■ WHAT IS ASKED
Everything from the line with "of the baseball" through the last line of the records below should be copied exactly, both ends included.

■ Named object pointing entries
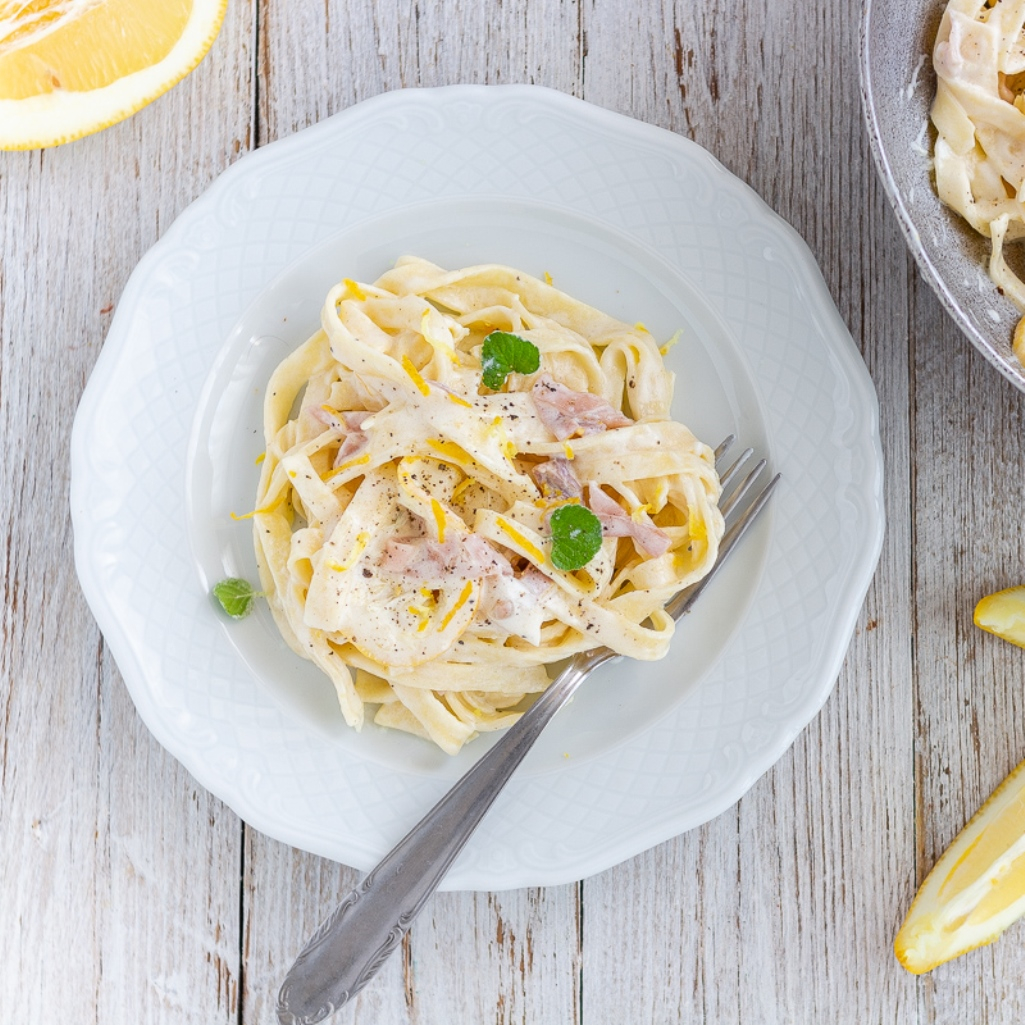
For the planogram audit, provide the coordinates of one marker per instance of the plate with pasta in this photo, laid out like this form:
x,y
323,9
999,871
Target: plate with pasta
x,y
454,427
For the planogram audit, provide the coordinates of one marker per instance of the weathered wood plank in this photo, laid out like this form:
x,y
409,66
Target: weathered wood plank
x,y
118,875
971,729
783,908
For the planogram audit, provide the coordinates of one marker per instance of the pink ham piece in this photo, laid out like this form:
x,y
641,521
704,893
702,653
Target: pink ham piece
x,y
435,564
556,476
616,522
347,424
566,412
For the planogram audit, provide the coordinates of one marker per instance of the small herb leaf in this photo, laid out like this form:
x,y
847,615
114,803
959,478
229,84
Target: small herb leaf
x,y
236,597
502,354
576,536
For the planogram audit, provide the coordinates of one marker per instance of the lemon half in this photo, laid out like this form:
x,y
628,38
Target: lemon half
x,y
69,68
977,888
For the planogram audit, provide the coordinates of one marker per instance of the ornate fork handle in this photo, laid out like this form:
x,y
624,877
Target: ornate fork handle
x,y
363,931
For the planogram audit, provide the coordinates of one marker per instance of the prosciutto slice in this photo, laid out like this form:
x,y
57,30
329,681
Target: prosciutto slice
x,y
616,522
556,476
566,412
347,424
433,563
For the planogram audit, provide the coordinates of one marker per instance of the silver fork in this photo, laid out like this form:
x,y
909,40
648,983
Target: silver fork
x,y
358,937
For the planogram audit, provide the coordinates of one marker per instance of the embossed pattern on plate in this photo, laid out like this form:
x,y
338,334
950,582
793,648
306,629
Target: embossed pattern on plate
x,y
761,294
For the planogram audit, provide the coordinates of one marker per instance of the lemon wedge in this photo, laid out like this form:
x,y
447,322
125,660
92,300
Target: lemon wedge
x,y
69,68
1003,614
977,888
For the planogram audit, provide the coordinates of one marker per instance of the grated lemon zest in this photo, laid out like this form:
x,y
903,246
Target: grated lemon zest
x,y
349,464
263,508
672,341
421,384
638,515
463,598
461,487
521,539
355,289
362,540
439,511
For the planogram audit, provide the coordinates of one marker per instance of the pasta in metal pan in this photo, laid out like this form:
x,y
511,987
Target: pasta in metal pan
x,y
468,477
979,113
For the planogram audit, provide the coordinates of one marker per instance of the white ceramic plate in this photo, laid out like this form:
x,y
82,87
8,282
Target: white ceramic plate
x,y
631,218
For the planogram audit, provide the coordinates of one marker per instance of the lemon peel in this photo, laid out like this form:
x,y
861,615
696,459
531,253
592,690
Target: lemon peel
x,y
71,69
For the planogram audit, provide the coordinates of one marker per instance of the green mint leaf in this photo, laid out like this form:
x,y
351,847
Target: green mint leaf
x,y
502,354
236,597
576,536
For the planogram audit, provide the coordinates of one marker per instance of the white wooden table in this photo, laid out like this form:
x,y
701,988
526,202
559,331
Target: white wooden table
x,y
129,895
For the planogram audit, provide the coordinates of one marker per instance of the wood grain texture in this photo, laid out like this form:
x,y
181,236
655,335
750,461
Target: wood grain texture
x,y
129,894
118,874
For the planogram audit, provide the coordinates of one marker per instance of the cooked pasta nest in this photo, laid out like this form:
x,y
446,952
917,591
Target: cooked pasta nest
x,y
403,521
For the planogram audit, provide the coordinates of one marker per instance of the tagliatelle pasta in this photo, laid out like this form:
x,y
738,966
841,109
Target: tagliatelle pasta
x,y
405,516
979,113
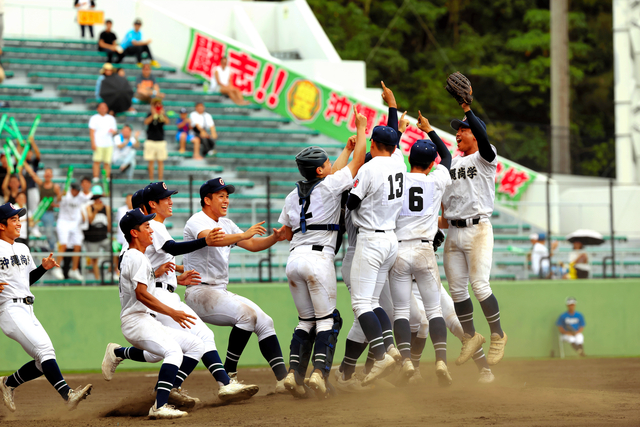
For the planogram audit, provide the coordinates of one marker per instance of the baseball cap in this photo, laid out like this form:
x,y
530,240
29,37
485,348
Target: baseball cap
x,y
385,135
157,191
423,152
133,218
455,124
213,186
8,210
137,199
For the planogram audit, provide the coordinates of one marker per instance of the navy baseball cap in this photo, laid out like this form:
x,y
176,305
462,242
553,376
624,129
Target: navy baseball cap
x,y
213,186
137,199
8,210
157,191
455,124
133,218
385,135
423,152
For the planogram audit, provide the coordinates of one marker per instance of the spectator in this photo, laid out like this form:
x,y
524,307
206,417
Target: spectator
x,y
96,239
133,45
12,185
124,154
146,86
204,128
69,232
579,267
102,127
221,82
155,147
107,42
46,189
85,5
105,71
185,134
571,324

■ TASK OUTPUT
For the planogram audit, provide the coordinates of one marker per instance of the baseball cap in this photo, laid out like this form:
x,y
530,240
29,37
485,348
Target: baseball cap
x,y
385,135
157,191
423,152
133,218
455,124
213,186
8,210
137,199
For the planogram audit, provide the coordinates of one marker per instance of the navy baseball cap in this photo, laid out like this form:
x,y
176,305
462,242
553,376
624,129
Target: navy baseball cap
x,y
213,186
137,199
8,210
157,191
455,124
133,218
385,135
423,152
For the planogram audit, provide the coordinates of one marker per instance of the spectator in this photo, laid out like this form:
x,y
524,307
206,417
Target: spectator
x,y
96,239
133,45
12,185
124,154
146,86
204,128
69,232
579,267
102,127
221,82
155,147
107,42
46,189
85,5
105,71
185,134
571,324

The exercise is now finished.